Exercise text:
----------
MR: When I was visiting public schools in small rural communities, I was struck by the role played by the local library. In addition to housing books and some films and music, it’s an information resource, a meeting place, an Internet outlet. And in places where the population is sparse and widely distributed, the traveling library is a godsend. I spent a week at a one-room schoolhouse in Montana’s Beaverhead National Forest , and there was a tiny library attached to the school, the only library around. It was the place kids got their books—and there were several intense readers in the class of fifteen, always hunched over a book. What a resource!

Rural or urban, libraries are a national treasure, and it’s easy in these days of connectivity and constantly streaming media to forget how important they are to so many who can’t afford all the technological bells and whistles. It’s shocking, I think, that libraries are being forced to reduce hours and staff and close local branches. And this is at a time when two-thirds of the nation’s libraries provide the only free Internet access in their communities—and when government and employment information and forms are increasingly going online.
----------
Source data:
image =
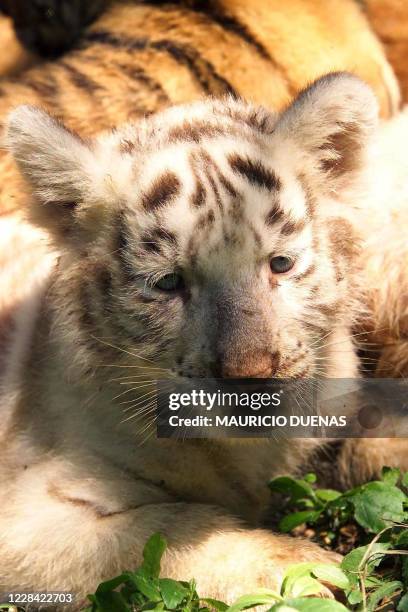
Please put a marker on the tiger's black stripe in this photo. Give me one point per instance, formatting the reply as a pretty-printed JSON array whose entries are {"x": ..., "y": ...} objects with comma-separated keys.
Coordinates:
[
  {"x": 136, "y": 73},
  {"x": 255, "y": 172},
  {"x": 164, "y": 190},
  {"x": 81, "y": 80},
  {"x": 202, "y": 70}
]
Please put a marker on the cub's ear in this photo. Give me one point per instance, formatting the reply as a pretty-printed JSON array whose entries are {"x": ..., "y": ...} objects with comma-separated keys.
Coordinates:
[
  {"x": 331, "y": 122},
  {"x": 60, "y": 167}
]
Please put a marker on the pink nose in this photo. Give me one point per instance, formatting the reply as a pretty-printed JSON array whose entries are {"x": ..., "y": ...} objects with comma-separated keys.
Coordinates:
[{"x": 256, "y": 364}]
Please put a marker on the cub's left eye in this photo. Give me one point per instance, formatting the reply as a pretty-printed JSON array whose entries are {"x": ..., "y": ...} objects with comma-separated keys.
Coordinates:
[
  {"x": 281, "y": 264},
  {"x": 170, "y": 282}
]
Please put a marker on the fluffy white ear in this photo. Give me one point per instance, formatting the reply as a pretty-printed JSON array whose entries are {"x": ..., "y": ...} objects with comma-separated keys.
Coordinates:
[
  {"x": 331, "y": 121},
  {"x": 57, "y": 164}
]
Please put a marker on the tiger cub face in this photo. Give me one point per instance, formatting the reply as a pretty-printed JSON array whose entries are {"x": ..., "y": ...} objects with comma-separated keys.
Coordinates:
[{"x": 212, "y": 239}]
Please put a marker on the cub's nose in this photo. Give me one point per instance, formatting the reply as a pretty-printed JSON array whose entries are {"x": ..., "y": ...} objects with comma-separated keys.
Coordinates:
[{"x": 249, "y": 364}]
----------
What to work on:
1. According to the text on libraries, in which national forest was the one-room schoolhouse visited for a week?
2. Write what comes next in the text on libraries, starting after its final sentence.
The data have nothing to do with the text on libraries.

Responses to the tasks:
1. Montana's Beaverhead National Forest.

2.
THR: There’ve been many debates over the touchy subject of intelligence, what it is, how we measure it, and how such conceptions and measurements affect life chances and opportunities.  How does what you call “a reductive view of intelligence” stand in the way of appreciating the inner lives of individuals who are often dismissed as society’s less able or less gifted—and who are undercompensated as a result?

MR: As a country, we seem to be obsessed with intelligence, with measuring it, with boosting our kids’ intelligence through products like Baby Einstein, with getting “smarter” workers into the new “smart” workplace. But the odd thing is that we tend to rely on a fairly narrow way of determining intelligence: We identify it with a score on a standard intelligence test and with the traditional school-based task.

If one does well on an intelligence test or in school, that clearly indicates some kind of cognitive competence. But if one doesn’t do well—and, historically, poor performers include many low-income people—then the meaning of the score is much less clear. To do well tells us something about intelligence—and, usually, schooling—but not to do well provides much less information about intellectual capacity… though that poor performance may speak volumes about educational opportunity.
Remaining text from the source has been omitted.